#### [Source extract]
"""

55. On the basis of these submissions, learned counsel for the petitioner has framed following legal grounds for consideration:
1.Whether the impugned order satisfies the degree of satisfaction as laid down in the case of Hardeep Singh Vrs. State of Punjab reported in (2014) 3 SCC 92 and Brijendra Singh Vs. State of Rajasthan reported in (2017) 7 SCC 706?
2.Whether depriving the petitioner of the opportunity to be heard before passing he impugned order has resulted its miscarriage of justice?
3. Whether the learned Trial Court can order a sanction to be filed before itself for passing of a formal order of cognizance?
4.Whether the impugned order suffers from misconceived understanding of foundational fact as the petitioner is arrayed as accused on an understanding that the petitioner is an Investigating Officer, whereas the fact remains that the petitioner was not the Investigating Officer?
Learned counsel for the petitioner submits that since the order of arraignment of the petitioner Mr. D.P. Ojha has been quashed by this Court in Cr.M.P. No. 973 of 2018, therefore, there is no foundation for the order to survive as against this petitioner. The petitioner has been faithfully serving the organization. Petitioner has diligently conducted investigation in a number of Fodder Scam Cases such as R.C.20A/96, 40A/96,51A/96,68A/96, 78A/96, 03A/01. This petitioner has been adduced as prosecution witness on behalf of the CBI as P.W.245 in the instant R.C. Case as well as in many other R.C. cases. On the basis of the evidence adduced by the prosecution including this petitioner, conviction have been recorded by the learned CBI Court in many such cases. He has also received letters of appreciation from his superiors in discharge of his duty. If the order of arraignment is not set aside, it would lead to miscarriage of justice and an abuse of process of the Court.

"""

#### [Exercise requirements]
(1) According to the court extract, in which case did this Court quash the order arraigning Mr. D.P. Ojha?
(2) Repeat the court extract word for word from "3. Whether the" to "the Investigating Officer?".

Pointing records
"""

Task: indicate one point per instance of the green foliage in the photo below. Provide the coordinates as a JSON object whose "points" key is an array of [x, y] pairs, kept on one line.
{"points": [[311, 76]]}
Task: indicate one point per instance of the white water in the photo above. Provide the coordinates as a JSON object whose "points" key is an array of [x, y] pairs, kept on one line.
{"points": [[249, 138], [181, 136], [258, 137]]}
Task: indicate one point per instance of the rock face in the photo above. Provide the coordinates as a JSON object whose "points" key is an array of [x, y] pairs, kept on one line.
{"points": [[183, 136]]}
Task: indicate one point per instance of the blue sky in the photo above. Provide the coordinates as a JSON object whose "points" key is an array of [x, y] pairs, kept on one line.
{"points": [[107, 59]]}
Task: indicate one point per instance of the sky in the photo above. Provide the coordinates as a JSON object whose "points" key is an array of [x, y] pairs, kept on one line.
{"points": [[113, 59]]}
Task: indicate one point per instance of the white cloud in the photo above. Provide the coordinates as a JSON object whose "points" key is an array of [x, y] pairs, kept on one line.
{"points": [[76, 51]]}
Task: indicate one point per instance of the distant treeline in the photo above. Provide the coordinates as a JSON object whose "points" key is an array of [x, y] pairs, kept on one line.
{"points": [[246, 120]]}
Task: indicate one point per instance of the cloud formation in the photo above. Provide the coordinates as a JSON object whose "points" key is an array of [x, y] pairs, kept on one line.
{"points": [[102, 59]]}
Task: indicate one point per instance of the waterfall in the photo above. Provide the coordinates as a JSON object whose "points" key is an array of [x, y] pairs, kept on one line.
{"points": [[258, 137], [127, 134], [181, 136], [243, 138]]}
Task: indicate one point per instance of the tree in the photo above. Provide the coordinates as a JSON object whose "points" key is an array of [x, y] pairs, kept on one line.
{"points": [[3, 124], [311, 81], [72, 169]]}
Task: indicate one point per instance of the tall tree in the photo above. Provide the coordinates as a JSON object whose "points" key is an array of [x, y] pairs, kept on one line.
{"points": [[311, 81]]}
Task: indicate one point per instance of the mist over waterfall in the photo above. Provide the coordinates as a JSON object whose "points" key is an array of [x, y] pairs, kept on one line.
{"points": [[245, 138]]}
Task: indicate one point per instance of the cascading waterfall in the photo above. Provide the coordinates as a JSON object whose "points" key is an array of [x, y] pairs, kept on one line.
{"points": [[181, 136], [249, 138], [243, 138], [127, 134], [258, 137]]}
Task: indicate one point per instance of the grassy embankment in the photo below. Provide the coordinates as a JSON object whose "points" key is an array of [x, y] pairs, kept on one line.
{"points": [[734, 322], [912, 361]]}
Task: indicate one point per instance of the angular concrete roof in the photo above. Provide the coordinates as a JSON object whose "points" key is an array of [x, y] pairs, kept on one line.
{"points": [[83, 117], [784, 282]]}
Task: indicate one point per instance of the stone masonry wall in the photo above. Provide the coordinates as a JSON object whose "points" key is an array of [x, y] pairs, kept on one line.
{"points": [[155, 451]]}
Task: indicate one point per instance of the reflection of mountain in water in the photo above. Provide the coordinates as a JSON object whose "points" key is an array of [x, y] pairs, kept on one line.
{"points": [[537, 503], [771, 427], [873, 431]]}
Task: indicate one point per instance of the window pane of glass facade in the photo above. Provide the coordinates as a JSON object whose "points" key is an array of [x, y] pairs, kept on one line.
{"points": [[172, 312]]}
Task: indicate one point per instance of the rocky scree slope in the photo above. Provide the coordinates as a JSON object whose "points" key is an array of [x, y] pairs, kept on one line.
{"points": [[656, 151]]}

"""

#### [Solutions in order]
(1) Cr.M.P. No. 973 of 2018.

(2)
3. Whether the learned Trial Court can order a sanction to be filed before itself for passing of a formal order of cognizance?
4.Whether the impugned order suffers from misconceived understanding of foundational fact as the petitioner is arrayed as accused on an understanding that the petitioner is an Investigating Officer, whereas the fact remains that the petitioner was not the Investigating Officer?